• Listed entries:
------------------------------------------------------------
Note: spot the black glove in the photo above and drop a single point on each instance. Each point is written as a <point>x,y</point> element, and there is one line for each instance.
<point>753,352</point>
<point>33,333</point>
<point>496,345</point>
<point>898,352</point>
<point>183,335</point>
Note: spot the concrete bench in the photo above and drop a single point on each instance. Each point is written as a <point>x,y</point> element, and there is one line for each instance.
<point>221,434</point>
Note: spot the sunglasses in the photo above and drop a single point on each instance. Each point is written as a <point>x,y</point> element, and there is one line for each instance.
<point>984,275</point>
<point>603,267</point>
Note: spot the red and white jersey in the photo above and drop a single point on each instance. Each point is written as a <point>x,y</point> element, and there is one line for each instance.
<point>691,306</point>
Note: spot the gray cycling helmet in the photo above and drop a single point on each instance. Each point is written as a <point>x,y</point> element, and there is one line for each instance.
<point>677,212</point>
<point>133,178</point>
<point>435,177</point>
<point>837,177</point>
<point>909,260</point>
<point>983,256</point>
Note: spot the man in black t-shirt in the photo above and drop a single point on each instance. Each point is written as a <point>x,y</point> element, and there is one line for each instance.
------------------------------------------------------------
• What to work on:
Copy each record from above exactly, and include every line.

• Reply to the exercise:
Note: spot the black glove in the photo above and drop a single point on each instance. Each point is written as a <point>x,y</point> element, and there is one line for each instance.
<point>753,352</point>
<point>33,333</point>
<point>496,345</point>
<point>898,352</point>
<point>183,335</point>
Note: spot the concrete bench in the photo above and drop a single point on each instance. Each point is written as a <point>x,y</point> element, and there is one line for each instance.
<point>221,434</point>
Note: spot the sunglasses in the photo above and drop a single point on each instance. Each point is written as a <point>x,y</point> element, and there is one line for each instance.
<point>984,275</point>
<point>603,267</point>
Note: spot the red and white jersey in the photo above and drop a single point on each instance. Each point is written as a <point>x,y</point> element, and there is one line for each instance.
<point>691,306</point>
Note: spot the gray cycling helmet in the photo above and drop a single point on each instance. Each point is written as a <point>x,y</point> element, and there is one line for each instance.
<point>677,212</point>
<point>133,178</point>
<point>435,177</point>
<point>837,177</point>
<point>909,260</point>
<point>983,256</point>
Note: spot the man in black t-shirt in the photo above and drop a single point on each instance. Each point is written as a <point>x,y</point> element, and there is one line for each instance.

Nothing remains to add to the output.